Set out all of the records below as a numbered list with one line per item, leaving out any blank lines.

Data for the task start

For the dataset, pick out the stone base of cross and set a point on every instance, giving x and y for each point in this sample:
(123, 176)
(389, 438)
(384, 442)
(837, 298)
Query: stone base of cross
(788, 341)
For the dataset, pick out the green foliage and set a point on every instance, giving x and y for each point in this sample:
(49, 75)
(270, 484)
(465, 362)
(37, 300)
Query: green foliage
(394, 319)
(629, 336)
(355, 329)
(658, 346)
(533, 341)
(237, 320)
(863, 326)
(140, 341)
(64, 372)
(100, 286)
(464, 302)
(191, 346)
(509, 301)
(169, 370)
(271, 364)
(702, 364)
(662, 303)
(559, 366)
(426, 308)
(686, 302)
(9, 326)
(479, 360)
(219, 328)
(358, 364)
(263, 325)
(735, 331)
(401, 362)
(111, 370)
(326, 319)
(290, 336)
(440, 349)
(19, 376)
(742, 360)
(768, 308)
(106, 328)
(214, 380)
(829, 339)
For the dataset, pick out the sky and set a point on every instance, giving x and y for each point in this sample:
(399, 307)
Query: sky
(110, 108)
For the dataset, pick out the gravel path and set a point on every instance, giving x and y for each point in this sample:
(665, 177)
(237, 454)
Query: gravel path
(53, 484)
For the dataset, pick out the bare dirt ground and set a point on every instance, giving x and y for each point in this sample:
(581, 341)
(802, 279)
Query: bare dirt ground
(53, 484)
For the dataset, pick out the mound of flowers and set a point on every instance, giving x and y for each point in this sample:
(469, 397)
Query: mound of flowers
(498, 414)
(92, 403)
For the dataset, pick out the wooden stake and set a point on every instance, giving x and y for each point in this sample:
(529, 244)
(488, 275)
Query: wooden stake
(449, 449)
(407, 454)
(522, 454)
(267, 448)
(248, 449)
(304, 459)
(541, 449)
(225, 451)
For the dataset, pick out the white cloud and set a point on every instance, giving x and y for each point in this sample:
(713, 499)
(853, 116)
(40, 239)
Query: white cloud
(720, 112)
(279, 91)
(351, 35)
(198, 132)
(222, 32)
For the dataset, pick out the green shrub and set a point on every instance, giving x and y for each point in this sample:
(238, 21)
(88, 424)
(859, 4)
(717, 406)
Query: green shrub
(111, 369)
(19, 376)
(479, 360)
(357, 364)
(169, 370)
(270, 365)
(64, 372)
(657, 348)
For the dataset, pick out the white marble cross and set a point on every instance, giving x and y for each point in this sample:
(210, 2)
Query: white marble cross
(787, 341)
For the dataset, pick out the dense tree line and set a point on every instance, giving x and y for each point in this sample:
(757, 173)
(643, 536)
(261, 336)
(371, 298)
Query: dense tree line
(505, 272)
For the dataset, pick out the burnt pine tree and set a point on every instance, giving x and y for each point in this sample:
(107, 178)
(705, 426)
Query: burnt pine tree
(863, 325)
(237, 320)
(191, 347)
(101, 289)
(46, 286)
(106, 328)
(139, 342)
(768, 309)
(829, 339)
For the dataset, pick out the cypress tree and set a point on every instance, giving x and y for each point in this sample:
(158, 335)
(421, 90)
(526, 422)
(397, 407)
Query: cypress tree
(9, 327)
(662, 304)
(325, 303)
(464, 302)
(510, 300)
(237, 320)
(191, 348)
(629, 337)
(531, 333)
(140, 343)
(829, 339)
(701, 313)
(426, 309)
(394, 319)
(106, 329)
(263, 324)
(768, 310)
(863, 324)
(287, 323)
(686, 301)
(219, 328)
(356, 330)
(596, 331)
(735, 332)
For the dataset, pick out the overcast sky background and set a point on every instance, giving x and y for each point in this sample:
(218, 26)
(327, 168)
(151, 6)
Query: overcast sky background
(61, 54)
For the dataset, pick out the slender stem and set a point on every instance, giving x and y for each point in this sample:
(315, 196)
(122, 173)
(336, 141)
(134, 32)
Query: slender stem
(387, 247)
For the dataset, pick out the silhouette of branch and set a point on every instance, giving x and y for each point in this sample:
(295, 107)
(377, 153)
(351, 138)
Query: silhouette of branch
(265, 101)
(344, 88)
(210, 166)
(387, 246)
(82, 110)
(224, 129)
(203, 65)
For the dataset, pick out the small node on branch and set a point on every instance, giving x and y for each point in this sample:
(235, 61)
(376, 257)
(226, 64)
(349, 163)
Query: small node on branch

Data for the task end

> [Result of this exercise]
1. For the dataset, pick out the stone base of cross and set a point on every instance, giving x and y for each point in this sample:
2. (123, 176)
3. (389, 438)
4. (384, 442)
5. (837, 298)
6. Query: stone base of cross
7. (788, 341)
8. For the dataset, pick out the green foliage and set a point on every instance, giving x and y for each point in this sample:
9. (49, 75)
10. (270, 484)
11. (465, 362)
12. (37, 300)
13. Query: green foliage
14. (394, 319)
15. (629, 336)
16. (355, 329)
17. (658, 346)
18. (533, 341)
19. (237, 320)
20. (863, 326)
21. (140, 341)
22. (64, 372)
23. (100, 286)
24. (464, 302)
25. (191, 346)
26. (509, 301)
27. (169, 370)
28. (271, 364)
29. (702, 364)
30. (662, 303)
31. (559, 366)
32. (426, 308)
33. (686, 302)
34. (9, 326)
35. (479, 360)
36. (219, 328)
37. (358, 364)
38. (263, 325)
39. (735, 331)
40. (401, 362)
41. (111, 370)
42. (326, 319)
43. (290, 336)
44. (440, 349)
45. (19, 376)
46. (742, 360)
47. (768, 308)
48. (106, 328)
49. (214, 380)
50. (829, 339)
51. For the dataset, pick out the sky and set a point on every instance, giving x and y for each point in this sample:
52. (399, 307)
53. Query: sky
54. (110, 108)
55. For the dataset, pick out the gravel path and set a point on every instance, giving x and y for each point in this sample:
56. (665, 177)
57. (237, 454)
58. Query: gravel path
59. (53, 484)
60. For the dataset, pick out the bare dirt ground and set a point on every instance, giving x and y for each point in this sample:
61. (581, 341)
62. (802, 279)
63. Query: bare dirt ground
64. (53, 484)
65. For the dataset, pick out the mound of flowers and set a point on every instance, giving x and y for each point in this sample:
66. (469, 397)
67. Query: mound of flowers
68. (498, 414)
69. (92, 403)
70. For the dataset, pick out the wooden stake and set a point on every instance, giving x and y for each point in this sample:
71. (529, 244)
72. (488, 275)
73. Query: wooden stake
74. (449, 449)
75. (407, 454)
76. (522, 454)
77. (267, 448)
78. (248, 449)
79. (304, 459)
80. (541, 449)
81. (225, 451)
82. For the dataset, pick out the white cloud and set a point on every instance, giving x and y for each point in this sample:
83. (713, 499)
84. (853, 116)
85. (40, 239)
86. Query: white cloud
87. (720, 112)
88. (279, 91)
89. (351, 35)
90. (198, 132)
91. (222, 32)
92. For the dataset, pick out the green shrub and set a point on every instance, giving x and y for each point in this sample:
93. (238, 21)
94. (88, 424)
95. (859, 4)
96. (717, 406)
97. Query: green shrub
98. (111, 369)
99. (19, 376)
100. (479, 360)
101. (357, 364)
102. (169, 370)
103. (270, 365)
104. (64, 372)
105. (657, 348)
106. For the dataset, pick out the white marble cross and set a point on every instance, giving x and y for each point in this sample:
107. (210, 2)
108. Query: white marble cross
109. (787, 341)
110. For the dataset, pick out the dense tree line and set a point on every instance, giving x and y for each point in this sample:
111. (757, 173)
112. (643, 536)
113. (261, 336)
114. (371, 298)
115. Query: dense tree line
116. (505, 272)
117. For the dataset, pick out the burnt pine tree and set a point on every instance, giving x and y for each point in this sample:
118. (107, 178)
119. (705, 426)
120. Query: burnt pine tree
121. (863, 325)
122. (237, 320)
123. (191, 347)
124. (101, 289)
125. (46, 286)
126. (106, 328)
127. (139, 342)
128. (768, 309)
129. (829, 339)
130. For the dataset, pick out the cypress tree and set a point on every instance, giving x and y for each point in this sample:
131. (158, 335)
132. (421, 90)
133. (526, 422)
134. (397, 407)
135. Query: cypress tree
136. (9, 327)
137. (662, 304)
138. (325, 303)
139. (464, 302)
140. (510, 300)
141. (237, 320)
142. (191, 348)
143. (629, 337)
144. (531, 333)
145. (140, 343)
146. (829, 339)
147. (701, 313)
148. (426, 309)
149. (394, 319)
150. (106, 329)
151. (263, 324)
152. (768, 310)
153. (863, 324)
154. (287, 323)
155. (686, 301)
156. (219, 328)
157. (356, 330)
158. (596, 331)
159. (735, 332)
160. For the dataset, pick out the overcast sky background and set a point on every instance, giving x and y for each point in this sample:
161. (218, 26)
162. (327, 168)
163. (151, 6)
164. Query: overcast sky background
165. (61, 54)
166. For the dataset, pick out the slender stem and set a point on every instance, giving x and y for each point in this sample:
167. (315, 196)
168. (122, 173)
169. (336, 141)
170. (134, 32)
171. Query: slender stem
172. (387, 247)
173. For the dataset, pick out the silhouette of branch and set a point on every instance, giving x and y for each point in this sample:
174. (295, 107)
175. (377, 153)
176. (351, 138)
177. Query: silhouette of branch
178. (265, 101)
179. (344, 88)
180. (210, 166)
181. (387, 246)
182. (82, 110)
183. (224, 129)
184. (203, 65)
185. For the dataset, pick out the small node on branch and set a point on every instance, giving x and y for each point in this sample:
186. (235, 61)
187. (376, 257)
188. (226, 64)
189. (349, 163)
190. Query: small node on branch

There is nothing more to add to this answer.